→ **Exercise details**
Which lines in the material below contain the string "faded", with case counting? Copy each of those lines in full.
┄┄┄┄┄┄
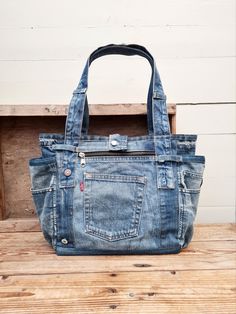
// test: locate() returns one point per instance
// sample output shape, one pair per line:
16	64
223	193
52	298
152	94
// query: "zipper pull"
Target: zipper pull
82	159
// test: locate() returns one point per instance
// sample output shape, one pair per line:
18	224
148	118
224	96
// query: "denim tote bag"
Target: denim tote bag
117	194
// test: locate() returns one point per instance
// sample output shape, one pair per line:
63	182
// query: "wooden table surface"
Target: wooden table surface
201	279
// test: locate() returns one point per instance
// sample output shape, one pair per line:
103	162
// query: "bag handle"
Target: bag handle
156	107
99	52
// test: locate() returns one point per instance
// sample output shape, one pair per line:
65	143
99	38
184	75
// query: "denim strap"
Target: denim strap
157	113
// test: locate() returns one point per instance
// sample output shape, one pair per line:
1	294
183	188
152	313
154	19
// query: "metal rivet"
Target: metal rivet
67	172
64	241
114	143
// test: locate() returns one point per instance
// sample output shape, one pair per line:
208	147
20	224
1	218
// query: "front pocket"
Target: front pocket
113	205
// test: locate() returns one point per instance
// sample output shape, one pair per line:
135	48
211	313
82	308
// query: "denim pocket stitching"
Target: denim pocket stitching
136	211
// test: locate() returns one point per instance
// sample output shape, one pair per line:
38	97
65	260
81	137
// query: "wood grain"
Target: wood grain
201	279
94	109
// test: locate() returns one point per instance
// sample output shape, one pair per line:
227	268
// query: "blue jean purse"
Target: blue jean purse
117	194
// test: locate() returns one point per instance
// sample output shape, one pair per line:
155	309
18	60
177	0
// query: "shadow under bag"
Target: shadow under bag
117	194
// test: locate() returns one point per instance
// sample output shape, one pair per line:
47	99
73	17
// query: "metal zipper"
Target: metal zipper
108	154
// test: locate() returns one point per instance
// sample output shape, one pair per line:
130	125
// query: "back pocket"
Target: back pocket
113	205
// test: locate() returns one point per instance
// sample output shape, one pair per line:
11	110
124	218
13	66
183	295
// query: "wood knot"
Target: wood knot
113	306
142	265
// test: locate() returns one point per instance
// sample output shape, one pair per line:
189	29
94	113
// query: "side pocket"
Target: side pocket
189	189
43	188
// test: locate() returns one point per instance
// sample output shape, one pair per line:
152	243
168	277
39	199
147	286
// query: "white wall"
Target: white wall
44	45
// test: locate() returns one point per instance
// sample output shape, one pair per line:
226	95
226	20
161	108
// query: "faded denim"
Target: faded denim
117	194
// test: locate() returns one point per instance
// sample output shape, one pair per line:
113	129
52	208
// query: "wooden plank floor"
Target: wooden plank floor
201	279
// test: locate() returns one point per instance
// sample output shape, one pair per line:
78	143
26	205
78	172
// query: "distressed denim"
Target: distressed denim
117	194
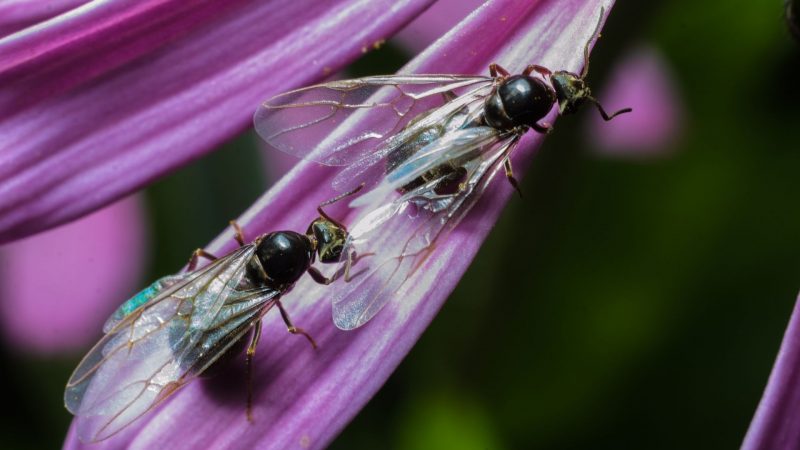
┄┄┄┄┄┄
→ **Output of the exercise**
// query: "faded denim"
Target: faded denim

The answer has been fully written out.